Work to complete: Begin at the line that has "pick out the building" and stop after the last line of the items below. Write those lines out again, requests included, scaling every point coordinate in the answers by 1.35 and rounding to whole numbers (halves round up), while leaving the numbers in the requests and their format samples as they are.

Input material:
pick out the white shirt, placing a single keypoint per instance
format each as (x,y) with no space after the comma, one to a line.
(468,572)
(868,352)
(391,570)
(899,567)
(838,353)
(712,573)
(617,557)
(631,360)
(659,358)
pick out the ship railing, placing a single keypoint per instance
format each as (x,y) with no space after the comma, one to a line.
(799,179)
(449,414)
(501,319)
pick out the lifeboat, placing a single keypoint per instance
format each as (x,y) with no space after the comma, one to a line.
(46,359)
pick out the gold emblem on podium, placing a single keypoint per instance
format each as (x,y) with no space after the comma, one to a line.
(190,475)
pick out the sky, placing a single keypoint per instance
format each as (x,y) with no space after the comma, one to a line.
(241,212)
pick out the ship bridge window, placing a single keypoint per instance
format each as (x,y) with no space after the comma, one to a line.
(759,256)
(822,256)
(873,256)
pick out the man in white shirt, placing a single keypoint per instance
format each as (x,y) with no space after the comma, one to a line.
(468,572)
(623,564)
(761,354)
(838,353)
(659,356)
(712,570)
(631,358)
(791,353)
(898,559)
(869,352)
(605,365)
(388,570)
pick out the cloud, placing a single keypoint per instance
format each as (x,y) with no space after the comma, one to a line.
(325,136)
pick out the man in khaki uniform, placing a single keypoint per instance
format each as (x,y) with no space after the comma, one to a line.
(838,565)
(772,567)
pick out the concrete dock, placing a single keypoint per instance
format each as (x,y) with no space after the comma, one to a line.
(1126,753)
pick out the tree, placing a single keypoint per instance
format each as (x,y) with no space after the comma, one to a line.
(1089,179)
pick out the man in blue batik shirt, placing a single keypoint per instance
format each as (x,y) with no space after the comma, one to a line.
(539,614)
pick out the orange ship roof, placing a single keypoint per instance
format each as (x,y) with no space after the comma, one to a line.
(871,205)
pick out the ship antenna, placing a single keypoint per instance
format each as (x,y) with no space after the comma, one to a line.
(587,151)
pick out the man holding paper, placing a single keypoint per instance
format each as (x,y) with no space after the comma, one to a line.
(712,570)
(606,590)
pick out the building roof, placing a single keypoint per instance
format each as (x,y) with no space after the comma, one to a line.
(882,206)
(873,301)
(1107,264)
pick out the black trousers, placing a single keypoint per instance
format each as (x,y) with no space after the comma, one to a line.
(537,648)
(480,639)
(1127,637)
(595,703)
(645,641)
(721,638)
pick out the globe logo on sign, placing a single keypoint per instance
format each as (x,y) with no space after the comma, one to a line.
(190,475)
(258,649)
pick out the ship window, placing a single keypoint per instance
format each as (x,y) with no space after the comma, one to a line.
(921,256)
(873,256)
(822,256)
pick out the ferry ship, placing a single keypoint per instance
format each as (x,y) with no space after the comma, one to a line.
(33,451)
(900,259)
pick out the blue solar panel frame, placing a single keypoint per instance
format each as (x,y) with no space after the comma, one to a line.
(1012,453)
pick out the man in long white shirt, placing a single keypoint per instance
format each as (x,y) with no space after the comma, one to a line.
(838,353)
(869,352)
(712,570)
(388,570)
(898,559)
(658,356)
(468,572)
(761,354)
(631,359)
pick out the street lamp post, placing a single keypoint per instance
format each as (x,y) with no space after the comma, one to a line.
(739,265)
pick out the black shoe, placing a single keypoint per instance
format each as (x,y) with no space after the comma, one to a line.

Answer to the exercise:
pick out the building roof, placing a single keypoint per instance
format each as (x,y) with no space after the comma, one to a line.
(1191,278)
(1179,406)
(1494,356)
pick out the black trousers, placing a single keypoint per instance
format each as (x,y) with no space after the comma, one to a line.
(725,875)
(648,863)
(1521,860)
(803,949)
(871,865)
(973,861)
pick out the globe logo on sign, placing a single keypoint per instance
format each as (x,y) with no space after the comma, one to a line.
(257,641)
(348,876)
pick out the ship window, placing a single keypoint per instance
format each as (x,y) with no space after the comma, one to a line.
(1243,346)
(1179,346)
(1110,346)
pick out the ferry ship, placing a single keypoint per instance
format each as (x,y) with no space after the comma, one to a line.
(45,609)
(1215,350)
pick out the blue solar panel frame, placing a single keypoint per instance
format each as (x,y) with no space after the comma, one to a line.
(1366,612)
pick out the man in long white shirt, placing a single keypoint per instance
format each as (x,y) with no space after the comma, one to a line.
(1131,477)
(1173,475)
(961,770)
(524,770)
(1212,755)
(888,481)
(632,772)
(1027,478)
(852,485)
pick out the street lamp post, placing a single keypoint per instance
format each as (x,y) with no space after the comma, one to a line.
(998,358)
pick out the black shoe, placing a single keypoint per instance
format each as (x,y) with no space after the comma, one to a line.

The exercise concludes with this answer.